## Исходный текст
= = =

Рис. 8. Лекция по анатомии. Литография из Анатомического атласа Бертинатти. 1837 г.
В России основными пропагандистами натурфилософии выступили профессор Медико-хирургической академии Даниил Михайлович Велланский (1774–1847) и профессор Московского университета Михаил Григорьевич Павлов (1793–1840) [282] . Прозелитизм русских шеллингианцев в 1820-е гг. находит благодарную аудиторию. «Студенты, – вспоминал о Велланском Н. Розанов, – слушали его с таким вниманием, что если бы профессор умолк, то в тишине стало бы, кажется, слышно движение паутины в воздухе. Во время лекции четыреста глаз студентов не сводили с профессора взгляда» [Розанов 1867: 107–108]. С тем же воодушевлением писал о Велланском историк медицины Я. Чистович: «Смотря на физиологию и общую патологию с точки зрения Шеллинговой и Океновой философии, этот величайший из русских натурфилософов выработал из содержания физиологии абстракт и до того умел завлечь им молодые умы своих слушателей, что на его лекции смотрели как на какое-то откровение и восхищались им до самозабвения. Курс его был, можно сказать, беспрерывным экстазом, о котором бывшие ученики его не могли вспоминать без восторга даже через 20 лет по выходе из академии» [Чистович 1876: 295]. Современник учеников московских натурфилософов, Пушкин писал по свежем впечатлении о совершающейся на его глазах «шеллингианской революции» в естествознании: «Теория наук освободилась от эмпиризма, возымела вид более общий, оказала более стремления к единству. Германская философия, особенно в Москве, нашла много молодых, пылких, добросовестных последователей, и хотя говорили они языком мало понятным для непосвященных, но тем не менее их влияние было благотворно и час от часу становится более ощутительно» [Пушкин 1940: 72]. Благотворность этого влияния, пусть и с оговорками, признается и учеными авторитетами: натурфилософия, по мнению родоначальника отечественной фармакологии А. Н. Нелюбина, «заслуживает особенное уважение наипаче счастливым своим направлением согласить идеальность с реальностью или идею с опытом» [Нелюбин 1840: 6]. «Счастливое направление согласить идеальность с реальностью» декларируется как стремление к синтезу и вместе с тем методическому исключению, устранению всего, что препятствует проникновению в суть природной взаимосвязи.

= = =

## Задания
[a] Кого в тексте о натурфилософии в России называют родоначальником отечественной фармакологии?
[b] Продолжите текст о натурфилософии в России, начав сразу после его последнего предложения.
Записи, помещённые ниже, для работы с текстом не понадобятся.

= = =

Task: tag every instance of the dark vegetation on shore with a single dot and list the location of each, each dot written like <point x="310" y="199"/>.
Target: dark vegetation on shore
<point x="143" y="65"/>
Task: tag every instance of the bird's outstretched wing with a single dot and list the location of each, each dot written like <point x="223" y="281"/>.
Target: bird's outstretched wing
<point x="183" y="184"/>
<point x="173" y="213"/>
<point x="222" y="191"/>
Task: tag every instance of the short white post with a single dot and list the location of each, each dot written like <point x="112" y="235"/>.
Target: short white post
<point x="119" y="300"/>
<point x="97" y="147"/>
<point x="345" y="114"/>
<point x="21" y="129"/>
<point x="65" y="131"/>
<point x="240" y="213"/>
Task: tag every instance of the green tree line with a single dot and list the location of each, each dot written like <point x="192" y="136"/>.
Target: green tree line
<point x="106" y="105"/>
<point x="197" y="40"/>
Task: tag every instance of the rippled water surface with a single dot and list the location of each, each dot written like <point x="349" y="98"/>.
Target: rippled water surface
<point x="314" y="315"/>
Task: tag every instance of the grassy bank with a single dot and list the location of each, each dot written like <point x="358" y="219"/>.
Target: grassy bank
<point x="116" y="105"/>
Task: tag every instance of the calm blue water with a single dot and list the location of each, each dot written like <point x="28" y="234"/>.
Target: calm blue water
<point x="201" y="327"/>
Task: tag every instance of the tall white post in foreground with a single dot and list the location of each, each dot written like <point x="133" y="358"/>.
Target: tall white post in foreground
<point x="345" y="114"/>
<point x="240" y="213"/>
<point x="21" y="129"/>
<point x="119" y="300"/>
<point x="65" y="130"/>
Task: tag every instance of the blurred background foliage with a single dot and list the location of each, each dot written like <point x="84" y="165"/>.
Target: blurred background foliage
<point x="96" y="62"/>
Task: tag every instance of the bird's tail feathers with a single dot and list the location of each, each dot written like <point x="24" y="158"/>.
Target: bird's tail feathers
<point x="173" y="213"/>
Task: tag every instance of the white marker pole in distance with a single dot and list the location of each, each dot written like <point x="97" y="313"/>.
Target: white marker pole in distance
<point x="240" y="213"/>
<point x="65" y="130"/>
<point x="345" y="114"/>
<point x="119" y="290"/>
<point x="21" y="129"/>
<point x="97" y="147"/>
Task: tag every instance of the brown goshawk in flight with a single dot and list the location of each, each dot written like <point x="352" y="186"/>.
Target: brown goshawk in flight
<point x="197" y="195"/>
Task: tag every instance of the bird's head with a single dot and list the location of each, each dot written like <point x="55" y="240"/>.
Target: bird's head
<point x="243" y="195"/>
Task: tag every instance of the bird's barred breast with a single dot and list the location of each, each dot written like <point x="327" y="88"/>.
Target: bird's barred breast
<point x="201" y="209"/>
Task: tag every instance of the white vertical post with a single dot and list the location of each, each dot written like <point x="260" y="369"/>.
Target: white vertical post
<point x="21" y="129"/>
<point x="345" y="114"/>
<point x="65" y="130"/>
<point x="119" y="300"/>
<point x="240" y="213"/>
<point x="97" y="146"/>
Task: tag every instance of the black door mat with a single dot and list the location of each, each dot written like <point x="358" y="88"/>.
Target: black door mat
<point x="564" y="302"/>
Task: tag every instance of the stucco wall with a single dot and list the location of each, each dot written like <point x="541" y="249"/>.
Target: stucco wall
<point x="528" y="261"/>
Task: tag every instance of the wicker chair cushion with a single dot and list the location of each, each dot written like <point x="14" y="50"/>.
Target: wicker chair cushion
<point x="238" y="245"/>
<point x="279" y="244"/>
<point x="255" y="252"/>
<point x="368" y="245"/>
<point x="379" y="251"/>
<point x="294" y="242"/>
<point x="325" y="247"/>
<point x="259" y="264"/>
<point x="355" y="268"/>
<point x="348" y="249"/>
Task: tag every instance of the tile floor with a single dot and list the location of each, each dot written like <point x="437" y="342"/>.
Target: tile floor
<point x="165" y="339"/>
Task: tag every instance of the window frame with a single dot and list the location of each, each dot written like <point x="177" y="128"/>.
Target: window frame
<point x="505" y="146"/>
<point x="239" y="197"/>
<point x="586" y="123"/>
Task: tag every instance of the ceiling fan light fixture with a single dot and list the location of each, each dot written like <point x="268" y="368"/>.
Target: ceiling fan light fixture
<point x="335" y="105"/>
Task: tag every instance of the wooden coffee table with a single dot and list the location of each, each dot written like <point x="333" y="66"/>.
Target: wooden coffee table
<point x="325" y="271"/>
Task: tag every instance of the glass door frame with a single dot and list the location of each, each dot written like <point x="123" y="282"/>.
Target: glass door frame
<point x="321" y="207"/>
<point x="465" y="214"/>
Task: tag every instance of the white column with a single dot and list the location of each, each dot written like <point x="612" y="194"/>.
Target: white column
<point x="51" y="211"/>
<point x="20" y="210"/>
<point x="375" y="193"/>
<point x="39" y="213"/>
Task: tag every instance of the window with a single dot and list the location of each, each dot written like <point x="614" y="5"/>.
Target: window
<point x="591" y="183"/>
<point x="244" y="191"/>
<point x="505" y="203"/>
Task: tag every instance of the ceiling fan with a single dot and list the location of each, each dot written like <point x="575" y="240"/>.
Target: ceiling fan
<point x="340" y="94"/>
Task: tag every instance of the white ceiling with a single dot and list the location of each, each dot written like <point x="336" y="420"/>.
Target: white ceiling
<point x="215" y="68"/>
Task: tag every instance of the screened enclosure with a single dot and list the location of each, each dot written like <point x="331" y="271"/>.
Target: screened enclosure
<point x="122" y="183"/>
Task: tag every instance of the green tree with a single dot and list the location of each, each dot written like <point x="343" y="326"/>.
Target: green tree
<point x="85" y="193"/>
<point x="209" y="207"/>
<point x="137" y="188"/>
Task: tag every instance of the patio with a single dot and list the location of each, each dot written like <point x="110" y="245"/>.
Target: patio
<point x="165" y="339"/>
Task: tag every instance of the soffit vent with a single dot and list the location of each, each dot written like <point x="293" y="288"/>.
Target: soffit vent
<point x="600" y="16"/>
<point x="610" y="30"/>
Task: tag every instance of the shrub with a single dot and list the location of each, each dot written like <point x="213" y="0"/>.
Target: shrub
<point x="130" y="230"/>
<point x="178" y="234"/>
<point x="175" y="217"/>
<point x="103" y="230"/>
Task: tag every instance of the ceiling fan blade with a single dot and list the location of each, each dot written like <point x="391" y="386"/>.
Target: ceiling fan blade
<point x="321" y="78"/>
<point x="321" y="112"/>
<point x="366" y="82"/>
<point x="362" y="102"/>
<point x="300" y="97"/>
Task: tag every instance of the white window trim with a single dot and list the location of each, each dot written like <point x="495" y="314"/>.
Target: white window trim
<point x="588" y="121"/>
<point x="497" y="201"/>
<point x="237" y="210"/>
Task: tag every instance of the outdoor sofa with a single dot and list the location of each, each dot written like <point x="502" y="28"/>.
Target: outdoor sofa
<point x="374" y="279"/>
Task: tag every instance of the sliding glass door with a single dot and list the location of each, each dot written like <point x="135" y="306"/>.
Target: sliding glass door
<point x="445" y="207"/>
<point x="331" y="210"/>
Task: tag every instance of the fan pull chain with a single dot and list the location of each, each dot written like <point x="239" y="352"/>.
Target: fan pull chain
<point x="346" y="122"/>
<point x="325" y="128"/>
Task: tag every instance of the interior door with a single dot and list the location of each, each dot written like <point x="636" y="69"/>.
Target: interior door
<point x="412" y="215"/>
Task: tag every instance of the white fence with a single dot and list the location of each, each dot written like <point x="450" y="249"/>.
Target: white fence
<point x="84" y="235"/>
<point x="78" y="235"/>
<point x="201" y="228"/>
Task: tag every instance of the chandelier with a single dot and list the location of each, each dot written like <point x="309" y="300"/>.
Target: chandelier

= = =

## Ответы к заданиям
[a] А. Н. Нелюбина.

[b]
282
О Велланском см.: [Филиппов 1894: 139 и след.; Левин 1895: № 26, 27, 28; Веселовский 1901: 6–19]. Г. Г. Шпет называет Велланского «первым проповедником идей Шеллинговой натурфилософии» [Шпет 1989: 133], а П. Н. Сакулин – «святым фанатиком натурфилософии» [Сакулин 1913: 131]. О Павлове см.: [Сакулин 1913: 115–127]. О восприятии и значении философии Шеллинга в русском обществе 1820–1830-х гг.: [Иванов-Разумник 1911: 248–254; Setschkareff 1939; Коyrе 1950: 137–152; Философия Шеллинга в России 1998].